EXTRACTED TEXT
Short #62 – Impacts of Variable & Staged Compression
In this short podcast episode, Bryan covers multi-stage or variable-speed compressors. He also explains the impacts of staged compression. Multi-stage (or variable-capacity) compressors can come in many different forms, but they all have one thing in common: they can adjust their capacities.
We typically rate equipment for its maximum capacity. However, when you vary the capacity, you get turn-up or turn-down; the refrigerant mass flow rate increases or decreases. When a unit turns down the capacity, the output decreases; the blower should also reduce its CFM output accordingly. While the compressor staging can vary, the coils and metering device stay the same, so the system must handle staged compression. We sometimes have to pay extra attention to the metering device to make sure the system operates as it should.
When we decrease the compressor capacity, the suction pressure goes up while the head pressure goes down; the pressure differential depends on the refrigerant flow. You'll also run a lower condensing temperature and higher evaporating temperature. However, if the blower adjusts its CFM output with the turn-down, these effects will be less significant. With a higher evaporator temperature, we can expect a warmer evaporator coil, which will decrease dehumidification.

Location annotation dataset excerpts
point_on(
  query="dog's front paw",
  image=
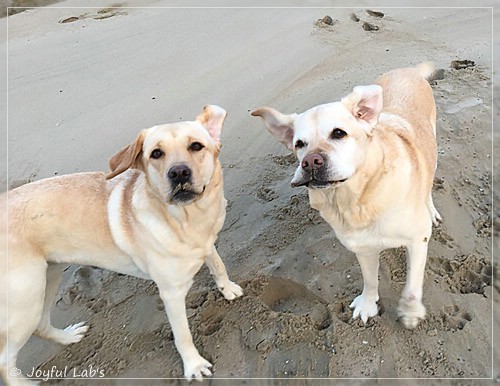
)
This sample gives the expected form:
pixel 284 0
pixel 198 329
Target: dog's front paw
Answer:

AIM OF THE EXERCISE
Continue the staged compression text from its last sentence, in the same technical voice.

ANSWER TO THIS PROBLEM
Since our compression ratio will be lower, you can expect some efficiency gains during a turn-down. You can also expect lower amp draws. We can control capacity and reduce it without having to worry about short cycling.
When you turn up a compressor, as you can on some ductless systems, you can expect the opposite effects of a turn-down: higher head pressure and lower suction pressure.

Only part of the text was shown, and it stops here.